> **Written problem 1**
Copy the passage of the currency market commentary below word for word, starting at "However, sellers knocked" and ending at "Friday's range (~$1.2610-$1.2770).".

══ Page extract

Recall that the high set after last
Friday's jobs report was near JPY146.00. That area also corresponds to the
(50%) retracement of the greenback's slide from the high set in the middle of
November (~JPY151.90). Above there, the next retracement (61.8%) is slightly
below JPY147.50. The Australian dollar is more typical of the
consolidation seen in the foreign exchange market this week. 
It
remains well within the range set before last weekend (~$0.6650-$0.6750). It
has found support this week around $0.6680. It has not traded above
$0.6735. The Chinese yuan is snapping a three-day decline to post minor
gains. 
The dollar opened lower and fell to almost CNY7.1550 before
finding bids that lifted it back toward CNY7.1635. The dollar's reference rate
was set at CNY7.1087 (CNY7.1055 on Wednesday). The average in Bloomberg's
survey was CNY7.1696 (CNY7.1625 previously). The gap is among the largest in
recent weeks.



Europe



Recent news that European Council President Michel will
leave his post early if he is elected to the European Parliament has renewed
speculation about the European Commission. 
There has been talk for
several months that former ECB President Draghi is keen. The current head of
the European Commission von der Leyen is thought to be interested in a second
term, though there also had been some talk of interest in NATO. Michel's term
ends in November. If he wins a seat in the European Parliament, he would like
to resign in July. After the election, there is much deal making to form the
new European Commission and a few other senior posts. In that melee the follows
the European parliament election deals are struck and that could involve a
replacement for Michel. If that fails, the role could be filled by Hungary's
Prime Minister Orban, which holds the rotating six-month EU presidency in H2 24.



The
UK reports November GDP figures early tomorrow. 
The economy appears to
have recovered after contracting by 0.3% in October. Next week's employment and
inflation report will likely have bigger impact on sterling, rates, and
expectation for the Bank of England. The Bank of England meets next on February
1. There is practically no chance of a move. The swaps market has about a 72%
chance of a cut in May and has nearly about 1 1/2 cuts (~37 bp) priced in for
the end of H1. For the entire year, the swaps market is discounting about 120
bp of cuts.



The
euro has not ventured outside of the range set last Friday (~$1.0875-$1.1000),
though it did make a new high for the week in early Asia Pacific turnover near
$1.0990.
However, sellers knocked it down to $1.0960, where it has found
support in the European morning. There are options for about 1.5 bln euros
struck at $1.10 that expire tomorrow. A trendline connecting the November and
December lows caught last Friday's low. The trendline is slightly above $1.09
today and rises to about $1.0945 by the end of next week. Sterling,
too, has remained mired in last Friday's range (~$1.2610-$1.2770).

════

> **Written problem 2**
Pick out every line of the rows below that contains the word "jersey".

══ Supplied entries

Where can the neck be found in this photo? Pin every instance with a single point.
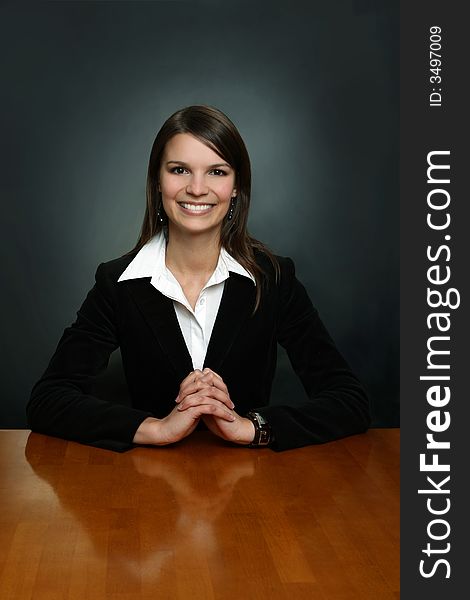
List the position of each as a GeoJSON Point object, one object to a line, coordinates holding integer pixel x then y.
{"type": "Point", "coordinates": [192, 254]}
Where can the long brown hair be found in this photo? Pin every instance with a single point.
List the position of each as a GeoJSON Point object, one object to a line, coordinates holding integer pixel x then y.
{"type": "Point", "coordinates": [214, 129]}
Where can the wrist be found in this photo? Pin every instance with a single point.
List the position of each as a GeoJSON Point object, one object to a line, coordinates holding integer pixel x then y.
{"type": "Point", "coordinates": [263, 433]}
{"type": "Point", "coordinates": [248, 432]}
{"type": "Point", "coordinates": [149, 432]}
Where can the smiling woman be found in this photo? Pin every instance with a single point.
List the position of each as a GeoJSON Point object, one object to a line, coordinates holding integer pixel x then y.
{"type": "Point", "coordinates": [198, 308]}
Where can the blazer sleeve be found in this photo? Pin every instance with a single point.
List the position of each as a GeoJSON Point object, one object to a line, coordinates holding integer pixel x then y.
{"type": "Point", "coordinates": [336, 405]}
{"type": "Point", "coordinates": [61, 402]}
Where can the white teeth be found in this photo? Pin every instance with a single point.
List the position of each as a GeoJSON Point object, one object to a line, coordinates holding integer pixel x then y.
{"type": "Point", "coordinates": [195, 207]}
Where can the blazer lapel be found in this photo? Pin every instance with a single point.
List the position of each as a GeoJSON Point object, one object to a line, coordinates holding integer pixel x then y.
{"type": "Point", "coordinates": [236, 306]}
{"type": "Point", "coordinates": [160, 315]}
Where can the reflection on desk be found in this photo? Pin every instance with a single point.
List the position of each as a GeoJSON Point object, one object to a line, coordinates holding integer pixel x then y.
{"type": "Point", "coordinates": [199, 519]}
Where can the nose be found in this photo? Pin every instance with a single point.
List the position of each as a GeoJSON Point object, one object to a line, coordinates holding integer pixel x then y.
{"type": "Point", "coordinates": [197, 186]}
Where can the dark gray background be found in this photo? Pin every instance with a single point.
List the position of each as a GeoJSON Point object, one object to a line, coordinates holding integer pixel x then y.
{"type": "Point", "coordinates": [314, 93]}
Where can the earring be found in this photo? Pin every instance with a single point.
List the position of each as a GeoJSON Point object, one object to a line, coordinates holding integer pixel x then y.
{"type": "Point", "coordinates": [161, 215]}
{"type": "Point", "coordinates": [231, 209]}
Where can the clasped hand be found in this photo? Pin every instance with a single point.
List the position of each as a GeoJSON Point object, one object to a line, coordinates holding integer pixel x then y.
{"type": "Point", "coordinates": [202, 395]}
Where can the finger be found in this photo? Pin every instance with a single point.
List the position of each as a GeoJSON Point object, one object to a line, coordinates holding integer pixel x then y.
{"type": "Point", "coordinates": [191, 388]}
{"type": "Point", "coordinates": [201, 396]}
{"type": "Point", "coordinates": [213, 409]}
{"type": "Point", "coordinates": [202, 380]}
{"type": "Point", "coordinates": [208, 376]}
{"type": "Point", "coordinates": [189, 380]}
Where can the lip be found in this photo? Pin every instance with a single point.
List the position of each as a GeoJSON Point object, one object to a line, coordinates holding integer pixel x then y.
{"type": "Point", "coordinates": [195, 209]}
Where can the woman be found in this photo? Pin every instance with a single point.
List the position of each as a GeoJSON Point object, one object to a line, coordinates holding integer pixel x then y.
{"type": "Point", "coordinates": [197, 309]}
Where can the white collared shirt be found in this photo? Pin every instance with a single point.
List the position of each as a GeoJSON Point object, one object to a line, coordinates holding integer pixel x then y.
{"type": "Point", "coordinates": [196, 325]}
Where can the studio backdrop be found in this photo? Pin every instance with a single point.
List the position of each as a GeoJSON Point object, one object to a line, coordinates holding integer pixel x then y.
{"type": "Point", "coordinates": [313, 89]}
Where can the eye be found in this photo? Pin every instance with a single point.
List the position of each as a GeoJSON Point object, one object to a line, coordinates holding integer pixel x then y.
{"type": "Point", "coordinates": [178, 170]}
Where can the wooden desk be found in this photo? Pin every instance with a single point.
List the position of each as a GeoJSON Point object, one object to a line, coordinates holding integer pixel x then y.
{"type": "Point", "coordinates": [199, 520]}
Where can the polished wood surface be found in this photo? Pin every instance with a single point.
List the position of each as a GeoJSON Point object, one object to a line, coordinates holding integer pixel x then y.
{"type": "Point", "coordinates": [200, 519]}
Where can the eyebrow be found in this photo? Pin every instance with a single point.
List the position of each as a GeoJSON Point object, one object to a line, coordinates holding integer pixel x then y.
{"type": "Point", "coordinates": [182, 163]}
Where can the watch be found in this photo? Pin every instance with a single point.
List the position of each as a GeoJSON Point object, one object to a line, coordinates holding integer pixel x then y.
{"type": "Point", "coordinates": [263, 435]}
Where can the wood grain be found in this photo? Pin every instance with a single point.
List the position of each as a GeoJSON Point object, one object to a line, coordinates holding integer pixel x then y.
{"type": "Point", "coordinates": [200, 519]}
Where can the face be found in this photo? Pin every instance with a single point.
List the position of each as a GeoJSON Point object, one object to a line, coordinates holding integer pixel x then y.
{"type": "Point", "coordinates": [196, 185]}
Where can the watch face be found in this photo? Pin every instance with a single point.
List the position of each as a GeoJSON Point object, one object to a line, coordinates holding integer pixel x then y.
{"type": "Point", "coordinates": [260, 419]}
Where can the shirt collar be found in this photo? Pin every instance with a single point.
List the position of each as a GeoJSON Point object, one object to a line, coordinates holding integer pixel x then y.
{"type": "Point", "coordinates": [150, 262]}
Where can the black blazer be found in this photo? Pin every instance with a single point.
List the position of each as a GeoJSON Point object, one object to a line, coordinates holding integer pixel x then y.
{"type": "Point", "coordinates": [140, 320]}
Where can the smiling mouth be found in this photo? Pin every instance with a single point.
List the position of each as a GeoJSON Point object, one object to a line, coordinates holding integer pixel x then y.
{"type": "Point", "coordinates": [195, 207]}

════
══ Supplied entries

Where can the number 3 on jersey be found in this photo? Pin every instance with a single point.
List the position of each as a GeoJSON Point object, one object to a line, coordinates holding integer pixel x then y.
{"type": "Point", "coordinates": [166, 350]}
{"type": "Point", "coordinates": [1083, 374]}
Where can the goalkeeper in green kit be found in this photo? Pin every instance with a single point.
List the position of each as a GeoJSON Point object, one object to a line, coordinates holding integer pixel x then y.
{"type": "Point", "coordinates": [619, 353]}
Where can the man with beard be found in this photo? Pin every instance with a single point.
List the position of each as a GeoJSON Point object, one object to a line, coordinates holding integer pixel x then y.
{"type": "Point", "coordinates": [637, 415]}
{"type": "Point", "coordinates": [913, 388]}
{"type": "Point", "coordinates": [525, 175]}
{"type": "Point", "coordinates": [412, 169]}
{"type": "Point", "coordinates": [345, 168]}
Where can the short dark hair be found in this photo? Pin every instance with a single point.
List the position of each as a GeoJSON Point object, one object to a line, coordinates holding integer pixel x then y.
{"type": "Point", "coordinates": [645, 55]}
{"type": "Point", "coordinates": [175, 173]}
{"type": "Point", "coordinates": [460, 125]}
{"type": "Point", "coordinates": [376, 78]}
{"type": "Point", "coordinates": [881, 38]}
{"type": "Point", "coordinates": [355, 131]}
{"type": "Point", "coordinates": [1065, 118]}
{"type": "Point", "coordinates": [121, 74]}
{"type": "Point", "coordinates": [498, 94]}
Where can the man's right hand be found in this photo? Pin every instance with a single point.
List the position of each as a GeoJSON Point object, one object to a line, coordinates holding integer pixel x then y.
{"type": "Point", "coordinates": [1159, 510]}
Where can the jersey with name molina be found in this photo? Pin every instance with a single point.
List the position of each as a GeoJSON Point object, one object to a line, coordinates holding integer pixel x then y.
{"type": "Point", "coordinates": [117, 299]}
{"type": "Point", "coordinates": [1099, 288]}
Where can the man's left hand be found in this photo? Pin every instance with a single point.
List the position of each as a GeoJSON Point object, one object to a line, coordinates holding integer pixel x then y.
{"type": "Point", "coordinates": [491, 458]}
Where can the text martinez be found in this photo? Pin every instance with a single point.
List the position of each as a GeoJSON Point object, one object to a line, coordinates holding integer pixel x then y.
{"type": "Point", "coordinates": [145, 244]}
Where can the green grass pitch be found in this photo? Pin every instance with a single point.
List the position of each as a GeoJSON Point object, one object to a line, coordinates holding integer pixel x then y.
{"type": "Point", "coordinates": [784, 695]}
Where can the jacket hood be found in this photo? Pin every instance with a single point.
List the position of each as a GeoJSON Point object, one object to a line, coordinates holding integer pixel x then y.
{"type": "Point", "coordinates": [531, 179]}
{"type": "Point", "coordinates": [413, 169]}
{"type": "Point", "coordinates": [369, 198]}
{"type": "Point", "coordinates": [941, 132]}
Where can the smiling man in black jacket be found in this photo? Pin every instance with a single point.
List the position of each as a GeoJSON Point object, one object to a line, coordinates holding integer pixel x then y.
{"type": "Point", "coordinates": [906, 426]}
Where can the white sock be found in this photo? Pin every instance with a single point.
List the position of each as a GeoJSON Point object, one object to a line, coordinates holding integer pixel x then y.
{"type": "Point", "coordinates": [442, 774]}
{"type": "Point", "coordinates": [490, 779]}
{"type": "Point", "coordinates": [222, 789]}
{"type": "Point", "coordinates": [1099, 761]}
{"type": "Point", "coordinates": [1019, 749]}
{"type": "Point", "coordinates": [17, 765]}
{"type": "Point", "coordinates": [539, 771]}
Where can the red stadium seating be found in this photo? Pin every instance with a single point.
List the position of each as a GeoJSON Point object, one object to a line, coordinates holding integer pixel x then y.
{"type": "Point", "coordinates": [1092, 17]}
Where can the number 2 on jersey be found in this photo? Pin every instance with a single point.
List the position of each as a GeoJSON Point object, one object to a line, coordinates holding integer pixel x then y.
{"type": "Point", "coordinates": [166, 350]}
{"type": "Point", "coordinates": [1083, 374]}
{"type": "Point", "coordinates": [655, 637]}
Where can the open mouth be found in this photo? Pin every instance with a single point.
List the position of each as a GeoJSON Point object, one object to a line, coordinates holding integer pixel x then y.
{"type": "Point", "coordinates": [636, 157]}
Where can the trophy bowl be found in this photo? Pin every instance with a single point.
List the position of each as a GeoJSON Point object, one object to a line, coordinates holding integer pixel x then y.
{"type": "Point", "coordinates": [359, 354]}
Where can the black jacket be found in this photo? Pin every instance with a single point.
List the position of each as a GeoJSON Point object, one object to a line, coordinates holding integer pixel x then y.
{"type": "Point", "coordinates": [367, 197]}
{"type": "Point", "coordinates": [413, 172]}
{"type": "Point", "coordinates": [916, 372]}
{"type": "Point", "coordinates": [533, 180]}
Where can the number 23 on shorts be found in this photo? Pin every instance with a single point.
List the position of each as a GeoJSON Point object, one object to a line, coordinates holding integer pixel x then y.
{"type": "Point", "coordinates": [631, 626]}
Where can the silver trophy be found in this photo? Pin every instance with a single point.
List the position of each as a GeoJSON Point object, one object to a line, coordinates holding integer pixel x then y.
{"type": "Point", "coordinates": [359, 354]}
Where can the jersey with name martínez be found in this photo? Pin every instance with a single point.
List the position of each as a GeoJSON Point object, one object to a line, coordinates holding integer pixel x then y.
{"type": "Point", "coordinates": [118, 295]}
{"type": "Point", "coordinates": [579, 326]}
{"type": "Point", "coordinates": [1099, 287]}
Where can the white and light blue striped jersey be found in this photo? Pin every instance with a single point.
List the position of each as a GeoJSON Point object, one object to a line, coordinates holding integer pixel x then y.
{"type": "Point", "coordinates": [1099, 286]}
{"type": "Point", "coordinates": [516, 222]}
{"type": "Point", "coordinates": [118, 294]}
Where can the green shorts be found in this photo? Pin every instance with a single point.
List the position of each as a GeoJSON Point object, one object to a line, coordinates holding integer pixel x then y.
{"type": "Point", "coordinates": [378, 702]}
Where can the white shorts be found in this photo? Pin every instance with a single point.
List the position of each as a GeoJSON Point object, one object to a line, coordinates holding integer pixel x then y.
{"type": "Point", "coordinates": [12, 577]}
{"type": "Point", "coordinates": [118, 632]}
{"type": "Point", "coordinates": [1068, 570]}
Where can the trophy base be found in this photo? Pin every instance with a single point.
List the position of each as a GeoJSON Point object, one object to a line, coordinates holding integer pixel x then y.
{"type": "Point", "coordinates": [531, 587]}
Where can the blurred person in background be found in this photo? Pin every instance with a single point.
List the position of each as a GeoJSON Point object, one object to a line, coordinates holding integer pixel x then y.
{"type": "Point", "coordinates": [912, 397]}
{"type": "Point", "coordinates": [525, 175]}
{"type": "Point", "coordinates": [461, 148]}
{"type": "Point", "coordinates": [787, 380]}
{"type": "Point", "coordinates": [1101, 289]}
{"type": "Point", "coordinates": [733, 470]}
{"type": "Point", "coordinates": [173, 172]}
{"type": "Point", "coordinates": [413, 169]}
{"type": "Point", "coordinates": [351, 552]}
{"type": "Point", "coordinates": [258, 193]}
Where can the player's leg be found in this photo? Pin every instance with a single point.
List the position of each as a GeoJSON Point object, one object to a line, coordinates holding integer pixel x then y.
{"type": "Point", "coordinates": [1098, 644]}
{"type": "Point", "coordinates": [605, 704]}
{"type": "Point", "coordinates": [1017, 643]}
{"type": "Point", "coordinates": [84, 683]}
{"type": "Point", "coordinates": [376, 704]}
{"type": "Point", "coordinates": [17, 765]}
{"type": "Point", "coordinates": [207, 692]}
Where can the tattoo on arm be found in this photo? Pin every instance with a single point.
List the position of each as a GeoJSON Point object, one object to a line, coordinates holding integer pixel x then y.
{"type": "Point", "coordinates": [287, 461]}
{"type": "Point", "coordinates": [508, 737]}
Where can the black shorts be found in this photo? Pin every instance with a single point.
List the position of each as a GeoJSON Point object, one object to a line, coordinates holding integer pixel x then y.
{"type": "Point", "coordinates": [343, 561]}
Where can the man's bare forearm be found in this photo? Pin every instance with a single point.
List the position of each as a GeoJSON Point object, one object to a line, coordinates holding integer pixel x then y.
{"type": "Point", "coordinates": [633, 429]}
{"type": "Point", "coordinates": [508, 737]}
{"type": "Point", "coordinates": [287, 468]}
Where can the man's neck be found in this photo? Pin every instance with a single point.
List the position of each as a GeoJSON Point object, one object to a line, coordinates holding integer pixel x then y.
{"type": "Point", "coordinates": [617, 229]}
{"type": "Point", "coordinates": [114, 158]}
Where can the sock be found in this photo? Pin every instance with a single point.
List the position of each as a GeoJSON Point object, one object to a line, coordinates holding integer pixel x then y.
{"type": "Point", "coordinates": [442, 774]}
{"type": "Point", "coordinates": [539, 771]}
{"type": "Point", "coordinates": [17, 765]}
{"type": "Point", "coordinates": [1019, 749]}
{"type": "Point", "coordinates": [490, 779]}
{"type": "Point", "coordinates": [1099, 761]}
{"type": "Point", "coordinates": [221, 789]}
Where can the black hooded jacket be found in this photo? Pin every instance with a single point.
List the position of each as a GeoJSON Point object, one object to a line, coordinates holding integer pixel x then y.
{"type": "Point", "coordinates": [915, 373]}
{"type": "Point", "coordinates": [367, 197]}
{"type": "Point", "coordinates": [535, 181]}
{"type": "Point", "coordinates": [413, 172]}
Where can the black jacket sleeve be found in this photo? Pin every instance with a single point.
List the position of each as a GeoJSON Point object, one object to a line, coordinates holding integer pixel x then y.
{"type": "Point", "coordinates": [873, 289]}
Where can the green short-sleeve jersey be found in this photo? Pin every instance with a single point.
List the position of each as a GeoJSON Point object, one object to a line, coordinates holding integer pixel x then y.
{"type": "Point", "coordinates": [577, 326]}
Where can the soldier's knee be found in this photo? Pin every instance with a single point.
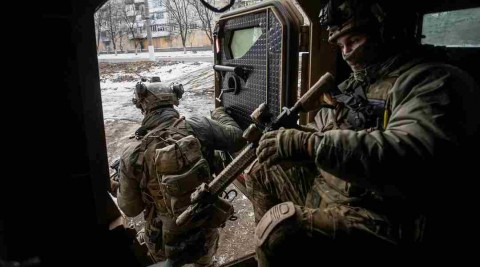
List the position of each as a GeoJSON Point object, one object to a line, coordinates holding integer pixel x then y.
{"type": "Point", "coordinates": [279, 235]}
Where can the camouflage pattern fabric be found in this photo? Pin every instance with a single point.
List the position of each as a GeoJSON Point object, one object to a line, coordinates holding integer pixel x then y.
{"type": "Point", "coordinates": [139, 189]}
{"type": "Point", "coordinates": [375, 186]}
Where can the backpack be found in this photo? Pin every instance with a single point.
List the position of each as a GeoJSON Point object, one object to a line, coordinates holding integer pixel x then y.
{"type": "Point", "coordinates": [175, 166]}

════
══ Supplied entries

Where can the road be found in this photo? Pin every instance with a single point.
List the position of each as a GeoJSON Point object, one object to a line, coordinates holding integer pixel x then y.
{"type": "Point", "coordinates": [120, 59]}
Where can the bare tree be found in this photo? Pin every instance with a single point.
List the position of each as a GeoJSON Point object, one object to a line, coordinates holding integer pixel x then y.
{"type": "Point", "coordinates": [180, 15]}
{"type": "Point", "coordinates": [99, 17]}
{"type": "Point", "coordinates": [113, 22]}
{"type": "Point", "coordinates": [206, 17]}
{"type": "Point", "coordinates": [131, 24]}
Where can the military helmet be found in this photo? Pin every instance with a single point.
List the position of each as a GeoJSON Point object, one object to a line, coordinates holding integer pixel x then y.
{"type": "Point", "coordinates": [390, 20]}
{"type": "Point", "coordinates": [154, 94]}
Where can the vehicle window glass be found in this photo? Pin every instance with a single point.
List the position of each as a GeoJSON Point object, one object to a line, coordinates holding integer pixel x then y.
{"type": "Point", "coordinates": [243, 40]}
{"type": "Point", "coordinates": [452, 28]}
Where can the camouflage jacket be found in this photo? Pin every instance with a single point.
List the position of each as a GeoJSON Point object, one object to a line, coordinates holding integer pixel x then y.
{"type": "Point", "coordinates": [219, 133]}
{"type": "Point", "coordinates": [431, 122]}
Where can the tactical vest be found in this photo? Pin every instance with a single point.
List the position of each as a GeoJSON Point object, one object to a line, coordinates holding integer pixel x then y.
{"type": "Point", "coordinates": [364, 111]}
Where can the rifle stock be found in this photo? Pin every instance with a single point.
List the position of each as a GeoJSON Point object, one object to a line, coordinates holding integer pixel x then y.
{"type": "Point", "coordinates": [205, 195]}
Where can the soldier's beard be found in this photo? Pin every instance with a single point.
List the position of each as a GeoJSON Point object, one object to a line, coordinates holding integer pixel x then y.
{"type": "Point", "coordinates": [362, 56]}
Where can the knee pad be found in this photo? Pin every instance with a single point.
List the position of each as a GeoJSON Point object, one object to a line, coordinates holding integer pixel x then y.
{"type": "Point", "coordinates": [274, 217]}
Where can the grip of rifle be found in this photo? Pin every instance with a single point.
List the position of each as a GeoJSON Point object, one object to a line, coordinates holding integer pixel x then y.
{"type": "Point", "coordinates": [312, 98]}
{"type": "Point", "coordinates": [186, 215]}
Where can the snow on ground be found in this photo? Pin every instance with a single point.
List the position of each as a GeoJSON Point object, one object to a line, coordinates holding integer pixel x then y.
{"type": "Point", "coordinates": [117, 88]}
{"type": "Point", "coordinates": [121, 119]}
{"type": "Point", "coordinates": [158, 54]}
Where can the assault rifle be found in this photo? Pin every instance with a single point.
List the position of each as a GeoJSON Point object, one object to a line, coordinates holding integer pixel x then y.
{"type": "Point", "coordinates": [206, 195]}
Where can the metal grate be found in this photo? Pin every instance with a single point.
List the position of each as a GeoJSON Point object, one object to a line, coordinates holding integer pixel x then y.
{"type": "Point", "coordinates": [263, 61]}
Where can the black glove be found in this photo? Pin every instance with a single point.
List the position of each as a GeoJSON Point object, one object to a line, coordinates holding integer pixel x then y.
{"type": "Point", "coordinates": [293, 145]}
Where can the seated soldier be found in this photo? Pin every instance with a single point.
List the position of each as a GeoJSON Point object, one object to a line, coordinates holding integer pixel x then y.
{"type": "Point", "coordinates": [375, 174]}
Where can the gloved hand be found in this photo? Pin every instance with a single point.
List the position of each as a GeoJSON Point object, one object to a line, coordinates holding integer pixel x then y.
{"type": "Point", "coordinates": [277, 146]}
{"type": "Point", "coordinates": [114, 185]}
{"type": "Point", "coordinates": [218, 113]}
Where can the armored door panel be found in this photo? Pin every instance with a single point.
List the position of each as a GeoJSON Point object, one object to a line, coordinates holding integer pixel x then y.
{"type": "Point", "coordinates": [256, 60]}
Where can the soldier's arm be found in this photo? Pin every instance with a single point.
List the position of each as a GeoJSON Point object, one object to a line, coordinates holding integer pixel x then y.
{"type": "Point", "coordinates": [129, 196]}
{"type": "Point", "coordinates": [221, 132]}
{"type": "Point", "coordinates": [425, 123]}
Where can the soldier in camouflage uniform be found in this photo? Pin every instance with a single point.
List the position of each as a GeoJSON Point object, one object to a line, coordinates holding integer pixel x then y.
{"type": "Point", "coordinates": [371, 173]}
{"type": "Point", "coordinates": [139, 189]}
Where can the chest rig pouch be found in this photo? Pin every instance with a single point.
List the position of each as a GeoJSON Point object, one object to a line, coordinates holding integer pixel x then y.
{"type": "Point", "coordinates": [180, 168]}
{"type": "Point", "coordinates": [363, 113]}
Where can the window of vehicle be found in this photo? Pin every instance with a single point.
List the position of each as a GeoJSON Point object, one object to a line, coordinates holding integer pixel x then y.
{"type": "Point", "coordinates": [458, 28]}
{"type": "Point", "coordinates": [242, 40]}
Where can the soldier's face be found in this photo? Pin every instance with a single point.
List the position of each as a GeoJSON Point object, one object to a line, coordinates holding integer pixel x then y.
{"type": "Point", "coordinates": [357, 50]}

════

> **Task answer 1**
However, sellers knocked it down to $1.0960, where it has found
support in the European morning. There are options for about 1.5 bln euros
struck at $1.10 that expire tomorrow. A trendline connecting the November and
December lows caught last Friday's low. The trendline is slightly above $1.09
today and rises to about $1.0945 by the end of next week. Sterling,
too, has remained mired in last Friday's range (~$1.2610-$1.2770).

> **Task answer 2**
Where can the number 3 on jersey be found in this photo? Pin every instance with a single point.
Where can the jersey with name molina be found in this photo? Pin every instance with a single point.
Where can the number 2 on jersey be found in this photo? Pin every instance with a single point.
Where can the jersey with name martínez be found in this photo? Pin every instance with a single point.
Where can the white and light blue striped jersey be found in this photo? Pin every instance with a single point.
Where can the green short-sleeve jersey be found in this photo? Pin every instance with a single point.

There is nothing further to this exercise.